• **Written request**:
Write out the listing exactly as it is given.

──────── Listed entries ────────

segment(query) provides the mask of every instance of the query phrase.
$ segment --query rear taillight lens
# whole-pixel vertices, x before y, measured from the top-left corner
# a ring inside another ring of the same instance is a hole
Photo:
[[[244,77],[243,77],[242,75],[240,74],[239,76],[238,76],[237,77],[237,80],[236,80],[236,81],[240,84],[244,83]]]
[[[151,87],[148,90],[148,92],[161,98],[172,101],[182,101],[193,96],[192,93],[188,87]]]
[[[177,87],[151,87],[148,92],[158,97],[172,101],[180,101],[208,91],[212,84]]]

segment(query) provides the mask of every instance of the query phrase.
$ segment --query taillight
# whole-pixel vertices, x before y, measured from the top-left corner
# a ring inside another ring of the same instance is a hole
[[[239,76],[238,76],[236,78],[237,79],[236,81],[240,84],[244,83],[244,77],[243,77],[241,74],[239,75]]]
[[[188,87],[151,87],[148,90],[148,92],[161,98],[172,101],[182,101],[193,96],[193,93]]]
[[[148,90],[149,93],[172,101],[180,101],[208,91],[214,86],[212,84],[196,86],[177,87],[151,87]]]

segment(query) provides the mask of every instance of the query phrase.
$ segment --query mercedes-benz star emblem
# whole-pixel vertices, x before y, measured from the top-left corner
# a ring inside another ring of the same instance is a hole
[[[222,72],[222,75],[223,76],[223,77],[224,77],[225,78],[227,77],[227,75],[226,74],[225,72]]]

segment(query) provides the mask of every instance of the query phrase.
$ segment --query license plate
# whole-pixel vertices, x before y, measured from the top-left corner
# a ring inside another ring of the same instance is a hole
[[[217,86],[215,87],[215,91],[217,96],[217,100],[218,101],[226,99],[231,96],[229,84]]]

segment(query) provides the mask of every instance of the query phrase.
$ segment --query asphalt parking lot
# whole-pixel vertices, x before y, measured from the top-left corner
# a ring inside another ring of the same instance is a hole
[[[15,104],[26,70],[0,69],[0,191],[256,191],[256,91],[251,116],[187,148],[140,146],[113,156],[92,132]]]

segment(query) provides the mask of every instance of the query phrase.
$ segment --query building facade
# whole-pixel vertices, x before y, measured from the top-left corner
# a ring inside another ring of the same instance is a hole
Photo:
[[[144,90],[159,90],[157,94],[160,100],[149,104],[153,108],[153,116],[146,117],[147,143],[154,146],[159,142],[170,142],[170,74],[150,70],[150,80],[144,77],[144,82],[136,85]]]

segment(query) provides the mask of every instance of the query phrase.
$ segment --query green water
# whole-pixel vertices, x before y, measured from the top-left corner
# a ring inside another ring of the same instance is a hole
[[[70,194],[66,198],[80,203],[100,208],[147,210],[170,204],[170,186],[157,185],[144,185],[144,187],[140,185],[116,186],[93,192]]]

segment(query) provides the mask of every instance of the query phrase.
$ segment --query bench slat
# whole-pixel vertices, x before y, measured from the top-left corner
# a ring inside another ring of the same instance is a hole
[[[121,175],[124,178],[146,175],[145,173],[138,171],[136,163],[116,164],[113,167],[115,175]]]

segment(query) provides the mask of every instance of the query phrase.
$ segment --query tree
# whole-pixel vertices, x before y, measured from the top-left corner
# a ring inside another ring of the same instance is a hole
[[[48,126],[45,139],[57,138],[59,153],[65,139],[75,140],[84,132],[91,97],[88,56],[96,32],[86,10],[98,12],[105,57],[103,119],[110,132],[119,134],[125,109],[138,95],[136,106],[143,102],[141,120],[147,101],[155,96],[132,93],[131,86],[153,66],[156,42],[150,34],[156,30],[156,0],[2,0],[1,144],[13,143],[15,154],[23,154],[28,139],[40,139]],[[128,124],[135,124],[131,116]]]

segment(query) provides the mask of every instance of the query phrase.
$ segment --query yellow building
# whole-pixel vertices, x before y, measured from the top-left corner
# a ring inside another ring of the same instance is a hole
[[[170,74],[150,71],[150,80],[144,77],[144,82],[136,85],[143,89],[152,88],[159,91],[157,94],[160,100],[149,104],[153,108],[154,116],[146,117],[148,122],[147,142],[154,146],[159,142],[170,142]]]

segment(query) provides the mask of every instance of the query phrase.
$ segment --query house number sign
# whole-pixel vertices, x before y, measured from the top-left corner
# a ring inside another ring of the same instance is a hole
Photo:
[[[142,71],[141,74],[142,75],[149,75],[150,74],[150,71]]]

────────

• **Problem solution**:
segment(query) provides the mask of every instance of the query phrase.
$ segment --query rear taillight lens
# whole-pixel vertices, x before y, measured from the top-left corner
# a ring inside another ring of the same instance is a hole
Photo:
[[[244,77],[243,77],[242,75],[240,74],[239,76],[238,76],[237,77],[237,80],[236,80],[236,81],[240,84],[244,83]]]
[[[151,87],[148,90],[148,92],[161,98],[172,101],[182,101],[193,96],[192,93],[188,87]]]
[[[177,87],[151,87],[148,92],[158,97],[172,101],[180,101],[208,91],[212,84]]]

segment(query) provides the mask of every instance of the query phrase.
$ segment --query taillight
# whole-pixel vertices, x before y, measured from the top-left corner
# a ring inside another ring of the same instance is a hole
[[[239,76],[238,76],[236,78],[237,79],[236,81],[240,84],[244,83],[244,77],[243,77],[241,74],[239,75]]]
[[[188,87],[151,87],[148,90],[148,92],[161,98],[172,101],[182,101],[193,96],[193,93]]]
[[[148,90],[149,93],[172,101],[180,101],[208,91],[214,86],[212,84],[196,86],[177,87],[151,87]]]

segment(query) provides the mask of every instance of the query phrase.
$ segment --query mercedes-benz star emblem
# whole-pixel vertices, x before y, measured from the top-left corner
# a ring inside another ring of the same instance is a hole
[[[222,72],[222,75],[223,76],[223,77],[224,77],[225,78],[227,77],[227,75],[226,74],[225,72]]]

segment(query) provides the mask of every instance of the query phrase.
$ segment --query license plate
# whole-pixel vertices, x before y, measured from the top-left corner
# a ring inside another ring of the same instance is a hole
[[[217,86],[215,87],[215,91],[217,96],[217,100],[218,101],[226,99],[231,96],[229,84]]]

segment(query) provides the mask of every instance of the query phrase.
$ segment --query asphalt parking lot
# whole-pixel vertices, x before y, measured from the top-left corner
# a ring inside another ring of the same instance is a hole
[[[15,104],[26,70],[0,69],[0,191],[256,191],[256,91],[251,116],[187,148],[140,146],[113,156],[92,132]]]

segment(query) provides the mask of every instance of the query phrase.
$ segment --query building facade
# whole-pixel vertices, x before y, measured from the top-left corner
# a ring inside another ring of the same instance is a hole
Photo:
[[[144,90],[159,90],[157,94],[160,100],[149,104],[153,108],[153,116],[146,117],[147,143],[154,146],[159,142],[170,142],[170,74],[150,70],[150,80],[144,77],[144,82],[136,85]]]

segment(query) provides the mask of every instance of the query phrase.
$ segment --query green water
# whole-pixel vertices, x before y, measured from the top-left corner
# a ring inside another ring of the same instance is a hole
[[[70,194],[66,198],[80,203],[100,208],[147,210],[170,204],[170,186],[157,185],[144,185],[144,187],[140,185],[116,186],[93,192]]]

segment(query) provides the mask of every instance of the query phrase.
$ segment --query bench slat
# whole-pixel vertices, x before y, measured from the top-left corner
# a ring inside another ring of the same instance is a hole
[[[121,175],[124,178],[146,175],[145,173],[138,171],[136,163],[116,164],[113,167],[115,175]]]

segment(query) provides the mask of every instance of the query phrase.
$ segment --query tree
# whole-pixel vertices, x before y, measured from the top-left corner
# a ring inside another ring of the same instance is a hole
[[[48,126],[45,139],[57,138],[59,153],[65,139],[75,140],[84,132],[91,97],[88,56],[96,32],[86,10],[98,12],[105,57],[103,119],[110,132],[119,134],[125,109],[138,95],[136,106],[143,102],[141,120],[147,101],[155,96],[132,93],[131,86],[153,66],[156,42],[150,34],[156,30],[156,0],[2,0],[1,144],[13,143],[15,154],[23,154],[28,139],[40,139]],[[128,124],[135,124],[131,116]]]

segment(query) provides the mask of every instance of the query phrase.
$ segment --query yellow building
# whole-pixel vertices, x before y, measured from the top-left corner
# a ring inside another ring of the same instance is a hole
[[[170,74],[150,71],[150,80],[144,77],[144,82],[136,85],[143,89],[152,88],[159,91],[157,94],[160,100],[149,104],[153,108],[154,116],[146,117],[148,122],[147,142],[154,146],[159,142],[170,142]]]

segment(query) provides the mask of every instance of the query phrase.
$ segment --query house number sign
# whole-pixel vertices, x before y, measured from the top-left corner
# a ring inside another ring of the same instance is a hole
Photo:
[[[142,71],[141,74],[142,75],[149,75],[150,74],[150,71]]]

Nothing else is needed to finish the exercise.